# Dataset entries on where objects appear
========================

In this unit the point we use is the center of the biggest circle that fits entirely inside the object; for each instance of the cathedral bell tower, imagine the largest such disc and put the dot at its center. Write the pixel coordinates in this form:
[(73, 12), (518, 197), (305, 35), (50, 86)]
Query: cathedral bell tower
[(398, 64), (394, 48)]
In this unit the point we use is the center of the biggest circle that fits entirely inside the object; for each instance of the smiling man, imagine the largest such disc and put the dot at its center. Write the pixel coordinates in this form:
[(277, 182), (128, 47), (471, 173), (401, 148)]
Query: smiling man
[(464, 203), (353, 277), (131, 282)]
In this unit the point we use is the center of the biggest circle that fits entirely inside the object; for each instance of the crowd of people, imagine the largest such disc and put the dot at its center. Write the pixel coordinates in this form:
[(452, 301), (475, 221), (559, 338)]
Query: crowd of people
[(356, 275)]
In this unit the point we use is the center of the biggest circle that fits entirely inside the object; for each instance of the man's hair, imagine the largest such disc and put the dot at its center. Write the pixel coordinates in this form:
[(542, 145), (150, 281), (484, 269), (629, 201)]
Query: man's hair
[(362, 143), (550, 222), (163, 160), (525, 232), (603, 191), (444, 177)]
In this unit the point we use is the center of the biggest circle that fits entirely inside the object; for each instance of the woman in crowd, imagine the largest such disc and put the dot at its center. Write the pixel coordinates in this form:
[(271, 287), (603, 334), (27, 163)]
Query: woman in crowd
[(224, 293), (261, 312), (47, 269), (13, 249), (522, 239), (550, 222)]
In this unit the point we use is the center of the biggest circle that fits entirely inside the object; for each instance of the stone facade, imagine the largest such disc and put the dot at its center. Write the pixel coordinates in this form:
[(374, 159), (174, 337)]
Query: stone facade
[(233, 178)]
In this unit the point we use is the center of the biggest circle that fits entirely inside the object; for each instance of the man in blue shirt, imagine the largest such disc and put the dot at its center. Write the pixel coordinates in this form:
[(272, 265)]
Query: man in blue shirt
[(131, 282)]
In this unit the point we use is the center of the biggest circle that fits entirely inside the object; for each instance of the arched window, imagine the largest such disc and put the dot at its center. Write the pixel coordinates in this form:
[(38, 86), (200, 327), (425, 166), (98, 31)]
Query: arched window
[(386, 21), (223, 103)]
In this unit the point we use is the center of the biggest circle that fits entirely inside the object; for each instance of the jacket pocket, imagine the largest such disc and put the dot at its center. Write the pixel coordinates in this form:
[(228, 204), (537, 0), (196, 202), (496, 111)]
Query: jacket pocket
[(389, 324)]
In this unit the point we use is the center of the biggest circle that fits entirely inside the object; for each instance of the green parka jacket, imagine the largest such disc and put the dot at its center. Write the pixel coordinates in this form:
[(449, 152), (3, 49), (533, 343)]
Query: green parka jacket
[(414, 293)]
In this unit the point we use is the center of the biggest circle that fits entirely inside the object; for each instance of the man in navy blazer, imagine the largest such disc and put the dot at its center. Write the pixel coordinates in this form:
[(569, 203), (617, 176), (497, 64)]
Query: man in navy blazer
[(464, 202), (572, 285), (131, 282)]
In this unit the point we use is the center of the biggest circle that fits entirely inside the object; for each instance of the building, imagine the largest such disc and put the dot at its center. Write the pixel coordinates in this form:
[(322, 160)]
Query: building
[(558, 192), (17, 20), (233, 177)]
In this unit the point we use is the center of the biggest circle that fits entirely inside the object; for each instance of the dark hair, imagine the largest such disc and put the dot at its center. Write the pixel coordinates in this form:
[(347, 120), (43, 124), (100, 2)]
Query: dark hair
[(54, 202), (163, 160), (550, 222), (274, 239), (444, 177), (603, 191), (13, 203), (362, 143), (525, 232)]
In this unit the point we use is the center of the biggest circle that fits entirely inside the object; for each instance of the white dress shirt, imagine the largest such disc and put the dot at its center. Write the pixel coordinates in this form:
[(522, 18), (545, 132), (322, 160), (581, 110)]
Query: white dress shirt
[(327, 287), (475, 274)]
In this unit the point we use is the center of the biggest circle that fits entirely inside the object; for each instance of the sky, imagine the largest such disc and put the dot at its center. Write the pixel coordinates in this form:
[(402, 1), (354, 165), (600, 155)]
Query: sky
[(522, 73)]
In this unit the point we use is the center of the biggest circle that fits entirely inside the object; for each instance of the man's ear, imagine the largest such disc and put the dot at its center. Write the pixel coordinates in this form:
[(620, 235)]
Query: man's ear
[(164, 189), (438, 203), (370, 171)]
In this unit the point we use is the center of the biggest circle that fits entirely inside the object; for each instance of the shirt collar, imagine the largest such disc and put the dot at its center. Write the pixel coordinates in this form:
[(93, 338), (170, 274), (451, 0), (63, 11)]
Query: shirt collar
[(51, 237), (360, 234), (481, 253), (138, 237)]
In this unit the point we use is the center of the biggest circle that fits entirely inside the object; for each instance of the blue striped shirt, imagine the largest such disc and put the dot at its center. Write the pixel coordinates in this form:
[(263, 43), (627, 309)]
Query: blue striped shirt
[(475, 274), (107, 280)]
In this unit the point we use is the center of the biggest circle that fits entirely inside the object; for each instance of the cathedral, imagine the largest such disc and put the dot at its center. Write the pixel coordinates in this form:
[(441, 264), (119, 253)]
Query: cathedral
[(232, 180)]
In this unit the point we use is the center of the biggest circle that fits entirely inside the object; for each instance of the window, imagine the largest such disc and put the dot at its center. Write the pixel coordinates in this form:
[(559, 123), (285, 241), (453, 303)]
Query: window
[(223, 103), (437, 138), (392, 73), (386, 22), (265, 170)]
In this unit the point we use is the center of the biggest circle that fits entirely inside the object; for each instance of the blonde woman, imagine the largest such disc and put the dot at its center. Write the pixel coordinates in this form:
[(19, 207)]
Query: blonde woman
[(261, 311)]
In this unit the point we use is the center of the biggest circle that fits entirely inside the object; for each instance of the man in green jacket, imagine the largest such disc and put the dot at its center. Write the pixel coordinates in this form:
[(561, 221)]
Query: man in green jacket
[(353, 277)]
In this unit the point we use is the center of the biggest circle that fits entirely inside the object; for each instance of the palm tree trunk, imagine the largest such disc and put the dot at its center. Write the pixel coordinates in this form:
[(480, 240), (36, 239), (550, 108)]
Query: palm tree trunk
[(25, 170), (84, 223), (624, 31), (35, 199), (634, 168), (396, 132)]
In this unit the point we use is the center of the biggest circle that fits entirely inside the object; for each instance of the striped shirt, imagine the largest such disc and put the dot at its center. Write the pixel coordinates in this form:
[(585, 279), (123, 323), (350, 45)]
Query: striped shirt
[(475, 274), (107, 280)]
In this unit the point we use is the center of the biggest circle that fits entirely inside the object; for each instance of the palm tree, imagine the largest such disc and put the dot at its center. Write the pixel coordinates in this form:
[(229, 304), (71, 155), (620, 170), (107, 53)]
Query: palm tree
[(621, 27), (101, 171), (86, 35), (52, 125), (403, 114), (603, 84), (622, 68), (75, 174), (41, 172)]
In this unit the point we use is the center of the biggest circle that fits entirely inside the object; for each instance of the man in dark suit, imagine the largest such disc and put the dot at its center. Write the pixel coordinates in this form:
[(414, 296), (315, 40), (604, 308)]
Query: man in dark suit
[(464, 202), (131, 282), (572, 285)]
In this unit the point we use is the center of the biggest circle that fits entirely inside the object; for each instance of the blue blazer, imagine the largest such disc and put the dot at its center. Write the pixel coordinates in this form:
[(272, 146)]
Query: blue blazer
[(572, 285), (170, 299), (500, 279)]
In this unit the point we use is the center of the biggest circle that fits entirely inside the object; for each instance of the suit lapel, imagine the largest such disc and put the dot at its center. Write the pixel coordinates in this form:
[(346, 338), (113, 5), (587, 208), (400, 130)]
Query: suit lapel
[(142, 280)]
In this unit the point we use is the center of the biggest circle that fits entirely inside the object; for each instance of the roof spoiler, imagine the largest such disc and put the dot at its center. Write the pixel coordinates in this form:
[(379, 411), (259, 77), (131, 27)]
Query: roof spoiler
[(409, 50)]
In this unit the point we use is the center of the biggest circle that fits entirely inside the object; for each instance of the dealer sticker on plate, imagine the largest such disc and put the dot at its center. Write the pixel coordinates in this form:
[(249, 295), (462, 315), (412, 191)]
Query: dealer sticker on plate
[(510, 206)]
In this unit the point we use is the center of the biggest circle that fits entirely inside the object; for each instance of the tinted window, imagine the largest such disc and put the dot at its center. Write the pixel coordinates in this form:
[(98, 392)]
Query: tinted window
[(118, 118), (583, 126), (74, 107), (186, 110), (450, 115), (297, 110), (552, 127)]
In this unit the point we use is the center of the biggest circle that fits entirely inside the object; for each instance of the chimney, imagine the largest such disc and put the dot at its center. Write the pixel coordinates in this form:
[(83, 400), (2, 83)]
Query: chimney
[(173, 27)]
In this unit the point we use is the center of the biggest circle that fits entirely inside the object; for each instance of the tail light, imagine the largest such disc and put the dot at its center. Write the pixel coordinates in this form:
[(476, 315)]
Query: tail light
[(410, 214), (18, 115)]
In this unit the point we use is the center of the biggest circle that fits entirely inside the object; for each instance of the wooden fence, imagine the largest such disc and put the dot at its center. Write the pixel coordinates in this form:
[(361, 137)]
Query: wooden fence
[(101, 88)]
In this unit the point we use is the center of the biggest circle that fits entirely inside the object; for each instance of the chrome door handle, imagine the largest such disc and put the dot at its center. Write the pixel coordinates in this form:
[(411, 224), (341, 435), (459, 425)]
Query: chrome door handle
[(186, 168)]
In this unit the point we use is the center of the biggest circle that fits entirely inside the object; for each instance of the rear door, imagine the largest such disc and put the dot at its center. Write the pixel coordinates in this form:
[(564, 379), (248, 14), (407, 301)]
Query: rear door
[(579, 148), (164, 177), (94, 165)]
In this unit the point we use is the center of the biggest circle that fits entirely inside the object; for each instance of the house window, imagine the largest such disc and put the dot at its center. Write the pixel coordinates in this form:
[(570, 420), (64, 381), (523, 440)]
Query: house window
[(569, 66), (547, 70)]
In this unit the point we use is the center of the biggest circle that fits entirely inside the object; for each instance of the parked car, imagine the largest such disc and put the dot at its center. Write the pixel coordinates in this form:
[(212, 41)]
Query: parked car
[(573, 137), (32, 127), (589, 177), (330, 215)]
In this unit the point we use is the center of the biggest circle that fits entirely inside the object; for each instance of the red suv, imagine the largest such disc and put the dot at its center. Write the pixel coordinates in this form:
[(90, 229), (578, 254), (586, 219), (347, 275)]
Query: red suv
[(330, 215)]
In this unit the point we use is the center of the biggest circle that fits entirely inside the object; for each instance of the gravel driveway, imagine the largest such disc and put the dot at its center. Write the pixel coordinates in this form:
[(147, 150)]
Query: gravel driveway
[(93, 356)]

========================

Swap "crowd of people" for "group of people" in the stretch from the line containing "of the smiling" through the line containing "[(356, 275)]". Return only those lines, leaving everything else unchanged.

# FULL OUTPUT
In this unit the point we use is the center of the biggest circle that fits entirely inside the object; for each instance of the smiling man, imagine the largest such disc and put the dot at its center. Write the pixel coordinates in this form:
[(277, 182), (128, 47), (471, 173), (401, 148)]
Query: smiling man
[(464, 203), (353, 277), (131, 282)]
In this unit the point we use is the center of the biggest circle that fits entirely inside the object; for each instance of the group of people, imagine the largest such disc and put the dot at its center. Write the pixel coordinates in this form:
[(452, 301), (475, 221), (559, 338)]
Query: group of people
[(356, 275)]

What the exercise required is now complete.